SHORT TASK: Extend the passage describing the 3D printed stretchable transducer, continuing directly from its final sentence.

TEXT BLOCK:
++++++

Therefore, the key to the stretchability of 3D printed structures relies on the application of soft TPU filament during the electrospinning process and the designed serpentine structure. The geometric parameters in the designed serpentine structure determined the stretchability of the structure, which can also influence the sensor performance under different sensing mechanisms including piezoelectric sensing and capacitive sensing mechanisms.

The fabricated stretchable transducer of the present disclosure is composed of four areas with different functionalities including the flat sensing area, serpentine area, electric connection area, and clamping area, as discussed above, with reference to FIG. 1b. The sensing area is responsible for detecting externally applied forces with hybrid sensing mechanisms. The serpentine area is mechanically stretchable which is designed to accommodate deformations caused by externally applied stretching load. The term “mechanically stretchable” emphasizes the stretchability is attributed to the design of the mechanical structure. By comparison, the term “intrinsically stretchable” means the stretchability originated from the soft nature of the materials (i.e., low Young's modulus). Thus, the term “mechanically stretchability” is used to describe the stretchability of the serpentine structure and the fabricated sensors.

++++++

DATASET EXCERPTS:
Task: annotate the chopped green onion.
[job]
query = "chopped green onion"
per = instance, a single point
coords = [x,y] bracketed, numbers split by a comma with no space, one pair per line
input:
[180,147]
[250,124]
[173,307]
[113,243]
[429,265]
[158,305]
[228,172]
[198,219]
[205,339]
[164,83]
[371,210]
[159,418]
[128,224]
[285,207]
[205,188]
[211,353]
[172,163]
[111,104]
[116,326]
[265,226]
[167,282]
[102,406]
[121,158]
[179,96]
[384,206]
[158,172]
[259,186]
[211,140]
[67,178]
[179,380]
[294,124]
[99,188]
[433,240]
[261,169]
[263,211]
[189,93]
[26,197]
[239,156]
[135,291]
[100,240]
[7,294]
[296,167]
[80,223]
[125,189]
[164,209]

++++++

RESULT OF THIS TASK:
Based on the capacitive sensing mechanisms, the creation of stretchable pressure sensors was implemented simply by using various types of stretchable silver conductors and 3D printed TPU layers as dielectric elastomers. However, one key limitation remains which is the substantial alteration of the calibration curve for the pressure sensing performance when the sensor is under stretching. The alternation of the calibration curve arises from the inherent coupling of mechanical deformations along different directions of a structure. Hence, a longitudinal strain can cause normal compression, similar to the deformation from a normal force. The undesired normal compression greatly complicates the application of such sensors for quantitative measurements.

The influence of the middle substrate thickness in the 3D printed serpentine structure on the sensor performance was further studied. For the design of stretchable 3D architectures, the thickness of the middle layer in the sensing area varied by selecting three different values (i.e., 0.6 mm, 1.2 mm, and 2.0 mm). Besides the middle layer thickness in the sensing area in 3D printed architectures, other dimensions of the architectures were kept constant.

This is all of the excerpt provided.